TASKS
**A)** Reproduce, word for word, everything in the layoffs excerpt from "That increase, however, has" down to "in recent months.".
**B)** Condense the paragraph of the layoffs excerpt that begins "For the year-to-date, however," into a shorter version that keeps its main facts.
**C)** Pick up the layoffs excerpt after its last sentence and keep writing from there.

Firms announced 72,821 layoffs last month, down 4% from the 75,891 announced in August, which had been the highest since March, outplacement firm Challenger, Gray and Christmas said.

For the year-to-date, however, announced staff reductions through September of 609,242 are 0.8% higher than through the first nine months of 2023, exceeding the prior year’s running total for the first time this year. That running total is the highest since 2020, the year the COVID-19 pandemic struck, when nearly 2.1 million layoffs were announced through that year’s first nine months.

That increase, however, has not so far been paralleled by other data measuring job losses, such as the Labor Department’s weekly report on filings for unemployment benefits. In the week ended Sept. 21, for instance, filings for new claims slid to a four-month low and the level of overall benefits rolls has shown little change in recent months.

GIVEN DATA
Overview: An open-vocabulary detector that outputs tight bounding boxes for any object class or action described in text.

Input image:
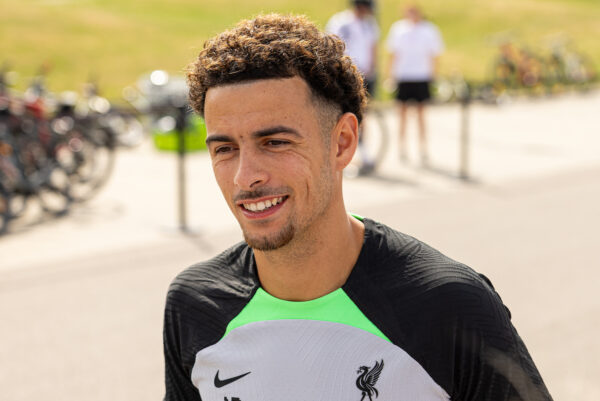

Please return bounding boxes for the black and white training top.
[164,219,552,401]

TASK-BY-TASK RESULTS
**A)**
That increase, however, has not so far been paralleled by other data measuring job losses, such as the Labor Department’s weekly report on filings for unemployment benefits. In the week ended Sept. 21, for instance, filings for new claims slid to a four-month low and the level of overall benefits rolls has shown little change in recent months.

**B)** Announced staff reductions through September totaled 609,242, 0.8% above the first nine months of 2023. This is the first time this year that the running total has exceeded the prior year's. It is the highest since 2020, when the COVID-19 pandemic struck and nearly 2.1 million layoffs were announced in the first nine months.

**C)**
“We’re at an inflection point now, where the labor market could stall or tighten,” said Andrew Challenger, senior vice president of Challenger, Gray and Christmas.

There are signs the U.S. job market is cooling off, enough so that the Federal Reserve has shifted its efforts to defending employment after a singular focus on battling inflation beginning in early 2022. With inflation now nearing its 2% target, Fed officials last month cut their benchmark interest rate by half a percentage point and forecast more cuts ahead, hoping that will ease financial pressures on households and businesses and allow job growth to continue.

“It will take a few months for the drop in interest rates to impact employer costs, as well as consumer savings accounts,” Challenger said. “Consumer spending is projected to increase, which may lead to more demand for workers in consumer-facing sectors.”

The technology sector led the September total with 11,430 announced job cuts, though the industry has seen 23% fewer reductions so far this year than in 2023. Indeed, other major sectors like healthcare, services and finance have also seen fewer announcements this year than last.

Artificial intelligence was cited as the reason for nearly half of the tech sector’s cuts. Since AI has been tracked as a reason for layoffs in May 2023, nearly 17,000 job cuts have been attributed to it.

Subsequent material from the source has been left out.